>> begin Provided data
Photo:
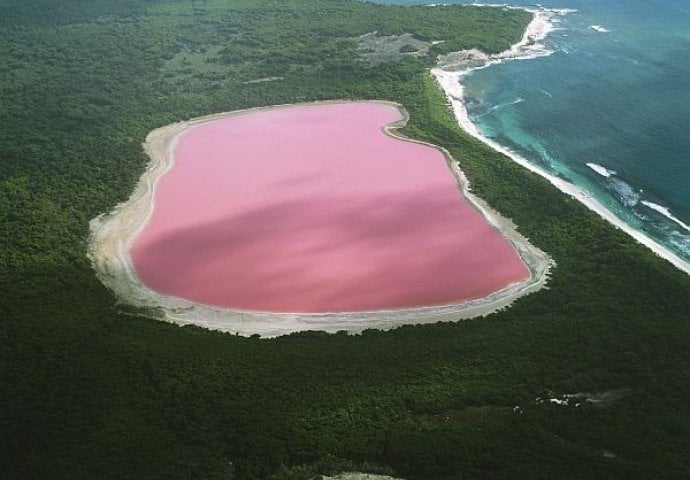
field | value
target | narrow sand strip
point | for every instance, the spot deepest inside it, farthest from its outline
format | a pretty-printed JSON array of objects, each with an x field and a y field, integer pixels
[
  {"x": 454, "y": 66},
  {"x": 112, "y": 235}
]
>> end Provided data
→ Problem to solve
Rescale every pixel coordinate in the answers of the material above by multiplying it by 1.05 and rounding to a whole number, with halves rounded up. Reproduce all the lines of the material, requests included, but leave out the pictures and keep every other number as it is.

→ Response
Photo:
field | value
target | narrow sand strip
point | for every instance, the spot deepest inside it, farthest from its outline
format | a pretty-printed JSON array of objects, each with an x field and a y field, integer pixels
[
  {"x": 477, "y": 69},
  {"x": 118, "y": 247}
]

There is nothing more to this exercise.